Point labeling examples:
— Start —
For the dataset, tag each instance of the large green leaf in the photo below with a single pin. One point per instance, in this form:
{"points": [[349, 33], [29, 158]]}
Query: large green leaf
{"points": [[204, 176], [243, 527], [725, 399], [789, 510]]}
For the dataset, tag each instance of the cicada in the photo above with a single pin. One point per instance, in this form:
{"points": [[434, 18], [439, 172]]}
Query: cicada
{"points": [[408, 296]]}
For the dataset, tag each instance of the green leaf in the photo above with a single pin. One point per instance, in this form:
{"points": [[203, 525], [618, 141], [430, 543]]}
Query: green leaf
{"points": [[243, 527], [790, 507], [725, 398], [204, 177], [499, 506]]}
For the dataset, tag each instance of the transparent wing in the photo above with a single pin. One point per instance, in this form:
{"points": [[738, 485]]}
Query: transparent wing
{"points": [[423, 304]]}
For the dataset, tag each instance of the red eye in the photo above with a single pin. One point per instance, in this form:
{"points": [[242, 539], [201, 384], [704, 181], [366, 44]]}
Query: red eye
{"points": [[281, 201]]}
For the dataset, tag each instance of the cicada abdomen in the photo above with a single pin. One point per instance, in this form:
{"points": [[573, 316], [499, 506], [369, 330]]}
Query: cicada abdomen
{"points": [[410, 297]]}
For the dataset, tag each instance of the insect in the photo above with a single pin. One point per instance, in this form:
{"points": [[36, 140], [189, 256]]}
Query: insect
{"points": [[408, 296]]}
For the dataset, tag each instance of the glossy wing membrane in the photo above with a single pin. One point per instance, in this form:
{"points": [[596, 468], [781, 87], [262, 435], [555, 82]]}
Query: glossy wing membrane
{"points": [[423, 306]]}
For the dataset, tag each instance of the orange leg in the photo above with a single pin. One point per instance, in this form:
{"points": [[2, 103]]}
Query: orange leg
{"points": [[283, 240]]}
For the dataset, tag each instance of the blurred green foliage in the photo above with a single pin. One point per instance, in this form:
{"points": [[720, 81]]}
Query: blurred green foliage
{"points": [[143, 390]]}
— End —
Exercise directions:
Your task is to retype all the records above with nothing left out.

Exercise result:
For the dataset, tag each instance of the large green leaf in the photo below with a single pin. One point per instance, in this form:
{"points": [[349, 33], [29, 158]]}
Query: large green leaf
{"points": [[204, 176], [243, 527], [725, 399], [789, 510]]}
For the dataset, tag each instance of the cicada in the photo above with a single pin. One point per instance, in this form:
{"points": [[434, 18], [439, 172]]}
Query: cicada
{"points": [[408, 296]]}
For the dataset, tag each instance of the green leaf in the photo above with a single pin. One point per instance, in this form:
{"points": [[203, 525], [618, 141], [430, 543]]}
Query: green leaf
{"points": [[243, 527], [790, 507], [725, 398], [204, 177], [499, 506]]}
For the dataset, tag each instance of the transparent wing in the photo above with a single pin. One point per instance, in this form:
{"points": [[738, 485]]}
Query: transparent wing
{"points": [[423, 304]]}
For the dataset, tag each instance of the red eye in the photo above with a single pin. One point per instance, in this form:
{"points": [[242, 539], [201, 384], [704, 181], [366, 44]]}
Query: red eye
{"points": [[281, 201]]}
For the dataset, tag each instance of the cicada abdomen in the photo above with a single pin. One point per instance, in this form:
{"points": [[573, 316], [499, 506], [369, 330]]}
Query: cicada abdomen
{"points": [[410, 297]]}
For the dataset, tag each instance of the insect in the photo above with a single pin. One point per instance, in this form:
{"points": [[36, 140], [189, 256]]}
Query: insect
{"points": [[408, 296]]}
For the dataset, tag each instance of the glossy wing membrane in the photo above with a single pin. One point per instance, in this form:
{"points": [[596, 468], [781, 87], [262, 435], [555, 82]]}
Query: glossy wing membrane
{"points": [[423, 306]]}
For the dataset, tag each instance of the orange leg in the photo above with a single pin. One point per instance, in this form:
{"points": [[2, 103]]}
Query: orange leg
{"points": [[283, 240]]}
For the dataset, tag each instance of the blurred green foliage in the photo above with a single pin. One point per instance, in this form:
{"points": [[720, 81]]}
Query: blurred green foliage
{"points": [[143, 390]]}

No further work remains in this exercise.